**Coordinate annotation data:**
····················
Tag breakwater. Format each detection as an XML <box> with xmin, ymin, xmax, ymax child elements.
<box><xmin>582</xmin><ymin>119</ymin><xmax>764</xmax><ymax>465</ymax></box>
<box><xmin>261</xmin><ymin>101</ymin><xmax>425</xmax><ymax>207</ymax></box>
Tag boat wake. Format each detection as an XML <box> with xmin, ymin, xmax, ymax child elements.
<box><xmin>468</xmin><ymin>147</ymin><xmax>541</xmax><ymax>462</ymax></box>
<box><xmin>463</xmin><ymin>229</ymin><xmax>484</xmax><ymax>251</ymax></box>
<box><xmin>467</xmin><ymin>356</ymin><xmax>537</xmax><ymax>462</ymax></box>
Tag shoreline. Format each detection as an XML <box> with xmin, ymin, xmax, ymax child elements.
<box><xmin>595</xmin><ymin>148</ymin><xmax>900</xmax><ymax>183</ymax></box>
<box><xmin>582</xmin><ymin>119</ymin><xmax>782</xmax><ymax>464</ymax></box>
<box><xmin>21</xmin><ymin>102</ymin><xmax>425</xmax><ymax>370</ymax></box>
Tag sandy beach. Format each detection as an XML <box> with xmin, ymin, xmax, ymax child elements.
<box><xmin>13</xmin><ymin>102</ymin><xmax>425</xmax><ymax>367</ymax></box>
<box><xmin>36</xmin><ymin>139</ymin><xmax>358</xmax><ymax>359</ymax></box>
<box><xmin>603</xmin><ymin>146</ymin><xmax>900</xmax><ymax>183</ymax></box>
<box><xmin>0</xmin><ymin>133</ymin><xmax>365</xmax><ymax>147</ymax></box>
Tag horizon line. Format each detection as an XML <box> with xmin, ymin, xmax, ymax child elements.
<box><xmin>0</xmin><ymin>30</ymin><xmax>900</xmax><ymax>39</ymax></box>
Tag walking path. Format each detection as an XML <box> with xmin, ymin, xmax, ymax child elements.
····················
**TASK DETAILS:** Copy every line of the data above word for word.

**THE OUTPUT:**
Tag breakwater. Format each detection as an XML <box> with xmin, ymin, xmax, ymax child elements.
<box><xmin>582</xmin><ymin>119</ymin><xmax>764</xmax><ymax>465</ymax></box>
<box><xmin>261</xmin><ymin>101</ymin><xmax>425</xmax><ymax>207</ymax></box>
Tag boat wake. Format each detection as an XML <box> with xmin, ymin, xmax, ymax child elements.
<box><xmin>468</xmin><ymin>147</ymin><xmax>541</xmax><ymax>462</ymax></box>
<box><xmin>463</xmin><ymin>229</ymin><xmax>484</xmax><ymax>251</ymax></box>
<box><xmin>467</xmin><ymin>356</ymin><xmax>537</xmax><ymax>462</ymax></box>
Tag shoreline. Format each detection as an XML <box> with xmin, ymin, xmax, ymax child elements.
<box><xmin>595</xmin><ymin>148</ymin><xmax>900</xmax><ymax>183</ymax></box>
<box><xmin>582</xmin><ymin>119</ymin><xmax>782</xmax><ymax>464</ymax></box>
<box><xmin>21</xmin><ymin>102</ymin><xmax>425</xmax><ymax>370</ymax></box>
Tag sandy beach. Format each detection as an XML <box> with xmin, ymin, xmax, ymax child elements.
<box><xmin>13</xmin><ymin>102</ymin><xmax>425</xmax><ymax>367</ymax></box>
<box><xmin>36</xmin><ymin>139</ymin><xmax>358</xmax><ymax>359</ymax></box>
<box><xmin>603</xmin><ymin>146</ymin><xmax>900</xmax><ymax>183</ymax></box>
<box><xmin>0</xmin><ymin>133</ymin><xmax>365</xmax><ymax>147</ymax></box>
Tag horizon line. Format each detection as an XML <box> with xmin, ymin, xmax, ymax child elements.
<box><xmin>0</xmin><ymin>30</ymin><xmax>900</xmax><ymax>39</ymax></box>
Tag walking path. Format each detection as an XML <box> with xmin, ymin, xmax, ymax child elements.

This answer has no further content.